REQUIREMENT> Reproduce the data below verbatim, keeping every line and character unchanged.

(Labeled shape records)
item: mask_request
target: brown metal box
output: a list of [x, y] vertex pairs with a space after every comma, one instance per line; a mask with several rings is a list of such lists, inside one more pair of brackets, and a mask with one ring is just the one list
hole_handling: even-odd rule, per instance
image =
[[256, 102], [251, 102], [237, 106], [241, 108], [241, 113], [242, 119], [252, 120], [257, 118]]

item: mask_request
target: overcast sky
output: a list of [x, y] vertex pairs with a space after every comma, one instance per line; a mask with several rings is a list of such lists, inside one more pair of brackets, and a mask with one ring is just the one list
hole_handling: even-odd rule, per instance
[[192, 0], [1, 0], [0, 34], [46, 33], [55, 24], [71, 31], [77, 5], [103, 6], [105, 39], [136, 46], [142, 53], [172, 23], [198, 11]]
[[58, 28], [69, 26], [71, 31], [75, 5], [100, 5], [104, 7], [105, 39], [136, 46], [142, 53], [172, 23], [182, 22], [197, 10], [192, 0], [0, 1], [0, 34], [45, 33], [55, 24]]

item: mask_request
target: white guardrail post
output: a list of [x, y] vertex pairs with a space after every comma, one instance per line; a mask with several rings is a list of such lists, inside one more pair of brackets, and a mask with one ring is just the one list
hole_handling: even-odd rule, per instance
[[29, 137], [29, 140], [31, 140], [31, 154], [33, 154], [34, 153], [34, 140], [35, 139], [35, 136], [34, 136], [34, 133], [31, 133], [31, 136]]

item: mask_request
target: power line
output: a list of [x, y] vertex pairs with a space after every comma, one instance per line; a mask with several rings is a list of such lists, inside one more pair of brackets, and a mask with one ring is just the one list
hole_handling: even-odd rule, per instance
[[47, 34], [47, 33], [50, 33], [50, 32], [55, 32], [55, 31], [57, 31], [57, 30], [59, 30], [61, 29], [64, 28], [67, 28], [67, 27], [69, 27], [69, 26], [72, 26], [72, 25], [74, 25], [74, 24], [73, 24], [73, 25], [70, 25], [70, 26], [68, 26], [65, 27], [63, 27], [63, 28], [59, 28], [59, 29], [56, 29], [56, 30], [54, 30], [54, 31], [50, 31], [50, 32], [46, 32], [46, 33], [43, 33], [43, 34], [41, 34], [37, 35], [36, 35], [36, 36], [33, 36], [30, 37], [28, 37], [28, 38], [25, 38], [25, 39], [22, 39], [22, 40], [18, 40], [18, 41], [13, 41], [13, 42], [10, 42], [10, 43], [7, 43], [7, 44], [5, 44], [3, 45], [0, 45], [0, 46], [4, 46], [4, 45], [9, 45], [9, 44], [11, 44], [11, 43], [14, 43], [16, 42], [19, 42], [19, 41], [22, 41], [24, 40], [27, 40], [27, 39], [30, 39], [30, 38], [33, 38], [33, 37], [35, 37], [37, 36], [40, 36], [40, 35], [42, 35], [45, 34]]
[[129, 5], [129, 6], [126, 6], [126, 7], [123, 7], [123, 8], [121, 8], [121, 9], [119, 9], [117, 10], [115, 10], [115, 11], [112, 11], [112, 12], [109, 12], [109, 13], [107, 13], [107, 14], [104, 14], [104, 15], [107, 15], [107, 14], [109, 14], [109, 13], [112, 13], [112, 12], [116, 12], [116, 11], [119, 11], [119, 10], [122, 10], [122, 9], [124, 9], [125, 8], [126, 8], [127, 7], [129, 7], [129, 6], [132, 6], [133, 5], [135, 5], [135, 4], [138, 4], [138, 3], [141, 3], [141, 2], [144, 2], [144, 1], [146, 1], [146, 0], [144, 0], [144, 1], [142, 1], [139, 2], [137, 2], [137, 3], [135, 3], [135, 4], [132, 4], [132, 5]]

CORRECT OUTPUT>
item: mask_request
target: brown metal box
output: a list of [x, y] vertex pairs with a space after every comma, one instance per line; a mask with several rings is a list of such lists, inside one more pair of brackets, and a mask with one ring is just the one list
hole_handling: even-odd rule, per instance
image =
[[256, 102], [251, 102], [237, 106], [241, 108], [241, 113], [242, 119], [252, 120], [257, 118]]

item: mask_request
target: overcast sky
output: a list of [x, y] vertex pairs with a space after every comma, one instance per line; a mask with several rings is a list of such lists, inside one more pair of brackets, and a mask with one ring is just the one list
hole_handling: even-odd rule, per instance
[[192, 0], [1, 0], [0, 34], [46, 33], [55, 24], [71, 31], [77, 5], [103, 6], [105, 39], [136, 46], [142, 53], [172, 23], [198, 11]]
[[58, 28], [69, 26], [71, 31], [75, 5], [100, 5], [104, 7], [105, 39], [136, 46], [142, 53], [172, 23], [182, 22], [197, 10], [192, 0], [0, 1], [0, 34], [45, 33], [55, 24]]

item: mask_request
target: white guardrail post
output: a list of [x, y] vertex pairs with a space after every comma, one instance per line; a mask with several rings is a list of such lists, inside one more pair of brackets, and a mask with one ring is just the one list
hole_handling: even-odd rule, per instance
[[29, 137], [29, 140], [31, 140], [31, 154], [33, 154], [34, 153], [34, 140], [35, 139], [35, 136], [34, 136], [34, 133], [31, 133], [31, 136]]

item: mask_request
target: power line
output: a list of [x, y] vertex pairs with a space after every comma, one instance per line; a mask with several rings is a list of such lists, inside one more pair of brackets, and a mask with one ring is just the one list
hole_handling: even-odd rule, per instance
[[47, 34], [47, 33], [50, 33], [50, 32], [55, 32], [55, 31], [57, 31], [57, 30], [59, 30], [61, 29], [64, 28], [67, 28], [67, 27], [69, 27], [69, 26], [72, 26], [72, 25], [74, 25], [74, 24], [73, 24], [73, 25], [70, 25], [70, 26], [68, 26], [65, 27], [63, 27], [63, 28], [59, 28], [59, 29], [56, 29], [56, 30], [54, 30], [54, 31], [50, 31], [50, 32], [46, 32], [46, 33], [43, 33], [43, 34], [41, 34], [37, 35], [36, 35], [36, 36], [33, 36], [30, 37], [28, 37], [28, 38], [25, 38], [25, 39], [22, 39], [22, 40], [18, 40], [18, 41], [13, 41], [13, 42], [10, 42], [10, 43], [7, 43], [7, 44], [5, 44], [3, 45], [0, 45], [0, 46], [4, 46], [4, 45], [9, 45], [9, 44], [11, 44], [11, 43], [14, 43], [16, 42], [19, 42], [19, 41], [22, 41], [24, 40], [27, 40], [27, 39], [30, 39], [30, 38], [33, 38], [33, 37], [35, 37], [37, 36], [40, 36], [40, 35], [42, 35], [45, 34]]
[[129, 5], [129, 6], [126, 6], [126, 7], [123, 7], [123, 8], [121, 8], [121, 9], [119, 9], [117, 10], [115, 10], [115, 11], [112, 11], [112, 12], [109, 12], [109, 13], [107, 13], [107, 14], [104, 14], [104, 15], [107, 15], [107, 14], [109, 14], [109, 13], [112, 13], [112, 12], [116, 12], [116, 11], [119, 11], [119, 10], [122, 10], [122, 9], [124, 9], [125, 8], [126, 8], [127, 7], [129, 7], [129, 6], [132, 6], [133, 5], [135, 5], [135, 4], [138, 4], [138, 3], [141, 3], [141, 2], [144, 2], [144, 1], [146, 1], [146, 0], [144, 0], [144, 1], [142, 1], [139, 2], [137, 2], [137, 3], [135, 3], [135, 4], [132, 4], [132, 5]]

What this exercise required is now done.